Records excerpted from a collection:

══════════

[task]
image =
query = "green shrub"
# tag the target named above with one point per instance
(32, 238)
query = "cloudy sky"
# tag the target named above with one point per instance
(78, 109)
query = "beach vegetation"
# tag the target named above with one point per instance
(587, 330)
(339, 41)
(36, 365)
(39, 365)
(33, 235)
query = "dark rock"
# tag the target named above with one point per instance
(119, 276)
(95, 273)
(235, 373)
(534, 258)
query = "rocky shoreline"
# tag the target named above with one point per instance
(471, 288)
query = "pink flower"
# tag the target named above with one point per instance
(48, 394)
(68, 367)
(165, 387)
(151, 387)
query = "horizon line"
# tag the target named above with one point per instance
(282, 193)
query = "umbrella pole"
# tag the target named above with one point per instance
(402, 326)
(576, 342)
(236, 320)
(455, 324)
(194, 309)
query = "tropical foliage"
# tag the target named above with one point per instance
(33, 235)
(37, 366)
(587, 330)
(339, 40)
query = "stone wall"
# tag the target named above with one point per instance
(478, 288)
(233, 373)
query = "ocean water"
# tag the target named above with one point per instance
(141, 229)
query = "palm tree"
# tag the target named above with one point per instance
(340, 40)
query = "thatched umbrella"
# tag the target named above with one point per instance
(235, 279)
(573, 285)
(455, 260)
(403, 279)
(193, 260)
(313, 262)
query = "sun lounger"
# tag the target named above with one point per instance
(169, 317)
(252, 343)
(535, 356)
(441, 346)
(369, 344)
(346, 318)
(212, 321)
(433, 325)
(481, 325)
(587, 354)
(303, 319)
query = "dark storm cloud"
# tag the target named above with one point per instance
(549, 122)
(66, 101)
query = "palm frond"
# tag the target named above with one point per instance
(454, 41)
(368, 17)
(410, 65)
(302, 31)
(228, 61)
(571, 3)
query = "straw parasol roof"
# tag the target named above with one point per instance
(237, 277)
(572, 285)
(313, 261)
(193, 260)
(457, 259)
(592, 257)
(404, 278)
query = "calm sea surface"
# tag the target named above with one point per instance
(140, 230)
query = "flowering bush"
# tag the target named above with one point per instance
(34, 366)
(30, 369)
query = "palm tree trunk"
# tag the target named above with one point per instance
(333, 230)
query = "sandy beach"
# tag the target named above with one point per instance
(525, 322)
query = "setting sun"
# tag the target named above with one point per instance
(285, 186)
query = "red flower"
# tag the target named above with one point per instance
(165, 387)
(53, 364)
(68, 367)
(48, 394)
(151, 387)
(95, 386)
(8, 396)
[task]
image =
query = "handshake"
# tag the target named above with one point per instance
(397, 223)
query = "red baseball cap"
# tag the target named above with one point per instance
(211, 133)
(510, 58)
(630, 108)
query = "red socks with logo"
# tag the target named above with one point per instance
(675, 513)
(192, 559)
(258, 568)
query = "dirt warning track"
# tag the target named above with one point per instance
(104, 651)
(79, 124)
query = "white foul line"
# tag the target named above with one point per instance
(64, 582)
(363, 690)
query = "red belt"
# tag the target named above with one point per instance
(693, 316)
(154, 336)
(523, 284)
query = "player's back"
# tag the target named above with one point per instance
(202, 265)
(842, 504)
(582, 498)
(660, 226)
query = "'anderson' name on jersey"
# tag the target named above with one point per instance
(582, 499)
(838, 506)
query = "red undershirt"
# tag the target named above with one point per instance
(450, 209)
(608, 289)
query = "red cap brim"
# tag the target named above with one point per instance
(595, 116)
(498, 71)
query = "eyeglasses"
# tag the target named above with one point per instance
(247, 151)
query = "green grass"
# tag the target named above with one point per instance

══════════

**What you have to do**
The records above are to be written out again word for word.

**Answer to this problem**
[task]
image =
query = "green shrub"
# tag the target named above with one point per instance
(32, 238)
query = "cloudy sky"
# tag the target named above with one point per instance
(78, 109)
query = "beach vegetation"
# tag the target named above with one point per instance
(587, 330)
(339, 41)
(36, 365)
(39, 365)
(33, 235)
query = "dark rock"
# tag the target named above with one point per instance
(119, 276)
(95, 273)
(235, 373)
(534, 258)
query = "rocky shoreline"
# tag the target named above with one point per instance
(471, 288)
query = "pink flower"
# tag the target named above with one point per instance
(48, 394)
(68, 367)
(165, 387)
(151, 387)
query = "horizon line"
# tag the target named above with one point per instance
(282, 193)
query = "umbrella pole"
# tag the target named above with one point per instance
(402, 326)
(576, 342)
(236, 320)
(455, 324)
(194, 309)
query = "tropical foliage"
# tag the target named above with one point per instance
(33, 235)
(37, 366)
(587, 330)
(339, 40)
query = "stone wall"
# tag the target named above with one point per instance
(478, 288)
(233, 373)
query = "ocean water"
# tag the target named above with one point per instance
(141, 229)
query = "palm tree"
# tag the target named above with one point per instance
(340, 40)
query = "thatched umbrella"
# tag the target named above with one point per instance
(235, 279)
(573, 285)
(455, 260)
(403, 279)
(193, 260)
(313, 262)
query = "sun lounger"
# tag the target named above with one point per instance
(169, 317)
(252, 343)
(535, 356)
(441, 346)
(369, 344)
(346, 318)
(212, 321)
(433, 325)
(481, 325)
(587, 354)
(303, 319)
query = "dark storm cloud"
# tag the target named above with one point per instance
(549, 122)
(66, 101)
query = "palm frond"
# tag the target named above with one point per instance
(454, 41)
(368, 17)
(410, 65)
(302, 31)
(228, 61)
(571, 3)
query = "straw parasol roof"
# tag the target named above with one point per instance
(237, 277)
(572, 285)
(313, 261)
(193, 260)
(457, 259)
(592, 257)
(404, 278)
query = "calm sea surface"
# tag the target named above with one point per instance
(140, 230)
query = "flowering bush"
# tag the target named above with one point per instance
(34, 366)
(30, 369)
query = "palm tree trunk"
# tag the target named above with one point per instance
(333, 230)
query = "sandy beach"
# tag the target named above with one point per instance
(525, 322)
query = "setting sun"
# tag the target named above with one point per instance
(285, 186)
query = "red flower"
# tag the target named above with one point per instance
(165, 387)
(53, 364)
(68, 367)
(48, 394)
(151, 387)
(95, 386)
(8, 396)
[task]
image =
query = "handshake"
# tag the target named above with one point per instance
(397, 223)
query = "red baseball cap"
# tag the target named above with one point per instance
(211, 133)
(510, 58)
(630, 108)
query = "red socks with logo"
# tag the target named above with one point per instance
(675, 513)
(192, 559)
(258, 568)
query = "dirt warning track"
# tag the target named above with one point per instance
(104, 651)
(79, 124)
query = "white foul line"
# tag the target named above with one point per instance
(64, 582)
(363, 690)
query = "red belt"
# tag the target named above with one point per instance
(693, 316)
(154, 336)
(523, 284)
query = "player's back"
# tag the target named above with one point per instance
(202, 265)
(842, 504)
(582, 498)
(660, 226)
query = "'anderson' name on jersey"
# tag the target named above with one point per instance
(582, 499)
(838, 506)
query = "red undershirt"
# tag the target named above with one point per instance
(450, 209)
(608, 289)
query = "red cap brim"
# tag the target named above with one point per instance
(595, 116)
(498, 71)
query = "eyeglasses"
# tag the target named above with one point per instance
(247, 151)
query = "green grass"
# tag the target named above with one point per instance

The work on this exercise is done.